● Série de tâches
a) Indiquez, s'il vous plaît, si chacun des énoncés suivants concorde avec le texte source, en répondant par oui ou non et en citant les mots décisifs du texte : (i) Patrick Laumond vient du jeu vidéo ; (ii) Aëla est la fille cadette du roi Gudruun ; (iii) le tome consacré à Aëla paraît chez Dupuis au prix de 9,80 €.
b) Réécrivez sous forme de liste le paragraphe du texte source qui commence par « Aëla est blonde », en conservant ses faits principaux.

··· Texte source

A New York, au début du siècle dernier, les titres des journaux délaissent la Grande Guerre pour une série de meurtres aussi sauvages qu’inexpliqués. John Lord et Clara Summers vont enquêter sur ces faits divers car parmi les victimes il y a le professeur Winkley dont ils étaient très proches. Ils vont trouver un embryon de piste en découvrant qu’en Louisiane, il y a quelques années, plusieurs meurtres ont été commis de la même façon dans une grande propriété bourgeoise. Les corps ont été lacérés à coup de griffe et pour certains éventrés. Le second tome écrit par Denis-Pierre Filippi fait alterner scènes muettes du passé et enquête actuelle des deux héros. Si ces derniers sont très bavards (trop parfois…), toute la force de la série se retrouve dans les dessins de Patrick Laumond, illustrateur venu du jeu vidéo, maîtrisant à la perfection l’anatomie féminine. Les scènes de chasse dans la jungle, ou de déchaînement bestial devraient rester longtemps imprégnées au fond de vos pupilles. (Les Humanoïdes Associés, 12,90 €)

jeudi 22 juin 2006

BD - La blondeur sauce Viking


Aëla est blonde. Aëla a les yeux bleus. Aëla est jolie. Mais ne vous avisez pas de vous moquer d’Aëla car cette nouvelle héroïne imaginée par Stéphane Duval (dessin) et Pascal Bertho (scénario) est avant tout une princesse viking. Et quand il y a de la castagne, la belle a du répondant. Pour preuve, fille aînée du roi Gudruun régnant sur le Helluland, quand ce dernier organise un tournoi de chevaliers pour désigner son successeur (aucune femme n’a régné sur ce royaume scandinave), elle y participe masquée et gagne haut la main. Ce n’est pas du goût des autres nobles qui considèrent ce fait d’armes comme une insulte aux dieux. Et dans la foulée, le pays est attaqué… Aëla, pour regagner la confiance de son peuple devra retrouver un frère caché, récemment enlevé par une horde de mongols. Un premier tome exemplaire avec ce qu’il faut de combats, de coups de théâtre, d’humour et de suspense. Ces deux jeunes auteurs maîtrisent parfaitement leur sujet. La suite s’annonce grandiose avec en toile de fond la chevauchée d’Aëla vers l’Est. (Dupuis, 9,80 €)

······
··· Données

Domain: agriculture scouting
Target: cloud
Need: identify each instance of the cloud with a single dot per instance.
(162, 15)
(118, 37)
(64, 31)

······

● Corrigé
a)
(i) Oui : « illustrateur venu du jeu vidéo ».
(ii) Non : « fille aînée du roi Gudruun ».
(iii) Oui : « (Dupuis, 9,80 €) ».

b)
- Aëla, blonde aux yeux bleus et jolie, est une princesse viking combative imaginée par Stéphane Duval (dessin) et Pascal Bertho (scénario).
- Fille aînée du roi Gudruun, qui règne sur le Helluland, elle participe masquée au tournoi de chevaliers organisé pour désigner le successeur du roi et le gagne haut la main, alors qu'aucune femme n'a régné sur ce royaume scandinave.
- Les autres nobles jugent cet exploit insultant pour les dieux, puis le pays est attaqué.
- Pour regagner la confiance de son peuple, Aëla doit retrouver un frère caché, récemment enlevé par une horde de Mongols.
- Premier tome jugé exemplaire : combats, coups de théâtre, humour et suspense, deux jeunes auteurs qui maîtrisent leur sujet.
- La suite s'annonce grandiose, avec la chevauchée d'Aëla vers l'Est.
- Éditeur et prix : Dupuis, 9,80 €.